**** Document excerpt ****

Whisper Small Cantonese

Property	Value
Parameter Count	242M
License	Apache 2.0
Paper	Research Paper
Model Type	Automatic Speech Recognition
CER Score	7.93% (without punctuation)

What is whisper-small-cantonese?

Whisper-small-cantonese is a specialized speech recognition model fine-tuned from OpenAI's Whisper-small architecture specifically for Cantonese language processing. This model represents a significant advancement in Cantonese ASR, trained on over 934 hours of diverse data including Common Voice, CantoMap, and YouTube content.

Implementation Details

The model utilizes a transformer-based architecture with several optimizations for performance. It supports both standard and Flash Attention implementations, with the latter reducing inference time from 0.308s to 0.055s per sample on GPU.

GPU VRAM Usage: ~1.5GB
Supports speculative decoding for faster processing
Compatible with Whisper.cpp and WhisperX/FasterWhisper via CT2

Core Capabilities

Fast inference with Flash Attention support
Excellent accuracy with 7.93% CER (without punctuation)
Efficient processing of long-form audio
Flexible deployment options (CPU/GPU)

Frequently Asked Questions

Q: What makes this model unique?

This model stands out for its specialized optimization for Cantonese, extensive training data including pseudo-labeled content, and excellent balance of speed and accuracy. It achieves state-of-the-art performance while maintaining reasonable resource requirements.

Q: What are the recommended use cases?

The model is ideal for Cantonese speech transcription tasks, particularly in applications requiring real-time or near-real-time processing. It's suitable for both production environments and research applications, especially when dealing with varied Cantonese dialects and accents.

****

▶ [Instructions]
a) Switch "Flash Attention" to "FlashAttention-2" and write out the Whisper Small Cantonese page starting with "GPU VRAM Usage: ~1.5GB" and going on through "this model unique?".
b) According to the Whisper Small Cantonese page, how many hours of data was the model trained on?
Use only the Whisper Small Cantonese page to answer.

**** Data ****

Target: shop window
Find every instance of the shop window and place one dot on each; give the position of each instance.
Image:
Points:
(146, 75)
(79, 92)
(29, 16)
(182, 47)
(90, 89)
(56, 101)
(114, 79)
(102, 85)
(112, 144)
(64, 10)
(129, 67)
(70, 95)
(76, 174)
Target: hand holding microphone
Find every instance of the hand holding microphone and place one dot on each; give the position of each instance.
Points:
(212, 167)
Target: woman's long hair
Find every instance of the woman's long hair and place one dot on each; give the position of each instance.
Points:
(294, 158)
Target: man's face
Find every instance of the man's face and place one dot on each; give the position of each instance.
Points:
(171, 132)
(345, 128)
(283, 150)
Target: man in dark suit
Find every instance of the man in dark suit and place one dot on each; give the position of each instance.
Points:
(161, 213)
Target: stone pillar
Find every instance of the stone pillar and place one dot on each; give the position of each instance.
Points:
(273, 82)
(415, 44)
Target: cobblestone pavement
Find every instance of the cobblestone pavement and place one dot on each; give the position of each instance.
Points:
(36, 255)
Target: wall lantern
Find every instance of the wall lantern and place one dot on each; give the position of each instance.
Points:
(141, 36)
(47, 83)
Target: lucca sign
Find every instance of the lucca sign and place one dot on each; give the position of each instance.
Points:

****

▶ [Your written answers]
a)
GPU VRAM Usage: ~1.5GB
Supports speculative decoding for faster processing
Compatible with Whisper.cpp and WhisperX/FasterWhisper via CT2

Core Capabilities

Fast inference with FlashAttention-2 support
Excellent accuracy with 7.93% CER (without punctuation)
Efficient processing of long-form audio
Flexible deployment options (CPU/GPU)

Frequently Asked Questions

Q: What makes this model unique?

b) Over 934 hours.